__Takenlijst__:
(a) Geef bij elke bewering over de tekst over Gaudí Night aan of die klopt met de tekst. Antwoord telkens met ja of nee en citeer de beslissende woorden letterlijk. (i) Frank was een eersteklasser die de band als drummer aanvulde. (ii) De band repeteerde in theater Purmaryn. (iii) Juryvoorzitter Joeri spoorde de band aan het toch te proberen.
(b) Zet in het overzicht alles vanaf de regel met "of the fresh" tot en met het einde van het overzicht om in een genummerde lijst en laat lege regels weg.

__Aangeleverde tekst__:
Gaudí Night in De Purmaryn

v.l.n.r.: Patrick, Frank, DamiaenDe afgelopen weken zijn Damiaen, Patrick, Frank en meneer Olsthoorn (ikke) druk geweest met de voorbereiding voor de talentenjacht van SG Antoni Gaudí, Gaudí Night. De Green Day fanaten Damiaen en Patrick wilden niets liever dan een liedje van hun helden spelen op het podium van het Purmerendse theater Purmaryn. Een – zelfbenoemde – drummer vonden ze al gauw in eersteklasser Frank. De bassist was moeilijker te vinden. Toen Damiaen aan het eind van mijn les vertelde dat hun avontuur bij gebrek aan bassist dreigde te stranden, smolt mijn muzikantenhart. “Ik heb een basgitaar”, floepte er zomaar uit. De ogen van Damiaen begonnen te glimmen en ik was verkocht. Het avontuur was begonnen.

Hoe graag de mannen ook wilden spelen, het moeilijkste onderdeel van de voorbereidingen was wel het maken van afspraken. Vooral met vage Frank was dat geen doen. Ergens in maart, vlak voor de eerste auditieronde, was het wonderwel toch gelukt. In de oefenruimtes van P3 hebben we gerepeteerd. Drummer Frank had (toen nog) twee drumstokken maar geen idee wat hij er mee moest doen. Ik heb het ritme voorgespeeld. Boem-tik-tik-boem. Zoiets. Meer kon ik er niet van maken en Frank al helemaal niet. Het was een nuttige repetitie. De mannen waren leergierig tot op het bot en verwerkten mijn aanwijzingen bliksemsnel. Eén ding was duidelijk, er was nog veel werk te verzetten.

Wonder boven wonder kwamen we door de eerste ronden van de autditie’s heen. Het lukte niet om voor de tweede ronde nog samen te spelen. Telkens was er minstens één bandlid dat niet van een gemaakte afspraak op de hoogte was. Of anders was iemand het wel gewoon vergeten.

“Kan je zondag oefenen Frank?”
“Ik weet niet, ik denk het wel”, was dan het steevast het antwoord.
“Hoe bedoel je, ik denk het wel. Kan je nou wel of niet?”
“Man, kom nou maar gewoon”, was dan het antwoord van Frank.
Jaja, Frank is mij er eentje. Zo eentje van ‘de bus heeft mij gemist’. Ik heb voor altijd een zwak gekregen voor die jongen. Maar dus wel onmogelijk om mee af te spreken.

De tweede ronde leek het er toch echt op dat we er niet door zouden komen. Zelfs na drie keer opnieuw inzetten kregen we het liedje niet op de rit. Na afloop hebben we elkaar alvast bedankt voor de leuke ervaring. Het was mooi, we hebben veel geleerd, volgend jaar beter. Vlak voordat ik naar huis ging kwam ik juryvoorzitter Joeri tegen. “Het zou toch wel heel leuk zijn als jullie het toch zouden proberen”, zei hij. We waren het enige bandje en een echte aanvulling op het programma. “Okay”, zei ik, en wist dat er voor mij een schone taak lag dit avontuur tot een goed einde te brengen. Van het organisatietalent van de jonge muzikanten moesten we het niet hebben.

__Aangeleverd materiaal__:

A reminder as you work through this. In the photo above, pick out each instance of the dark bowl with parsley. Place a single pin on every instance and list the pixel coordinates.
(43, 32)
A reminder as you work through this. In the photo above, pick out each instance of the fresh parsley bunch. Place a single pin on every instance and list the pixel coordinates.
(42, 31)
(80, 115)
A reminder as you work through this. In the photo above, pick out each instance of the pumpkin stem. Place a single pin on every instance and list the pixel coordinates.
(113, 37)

__Antwoorden per taak__:
(a)
(i) Ja: "Een – zelfbenoemde – drummer vonden ze al gauw in eersteklasser Frank."
(ii) Nee: "In de oefenruimtes van P3 hebben we gerepeteerd."
(iii) Ja: "“Het zou toch wel heel leuk zijn als jullie het toch zouden proberen”, zei hij."

(b)
1. A reminder as you work through this. In the photo above, pick out each instance of the fresh parsley bunch. Place a single pin on every instance and list the pixel coordinates.
2. (42, 31)
3. (80, 115)
4. A reminder as you work through this. In the photo above, pick out each instance of the pumpkin stem. Place a single pin on every instance and list the pixel coordinates.
5. (113, 37)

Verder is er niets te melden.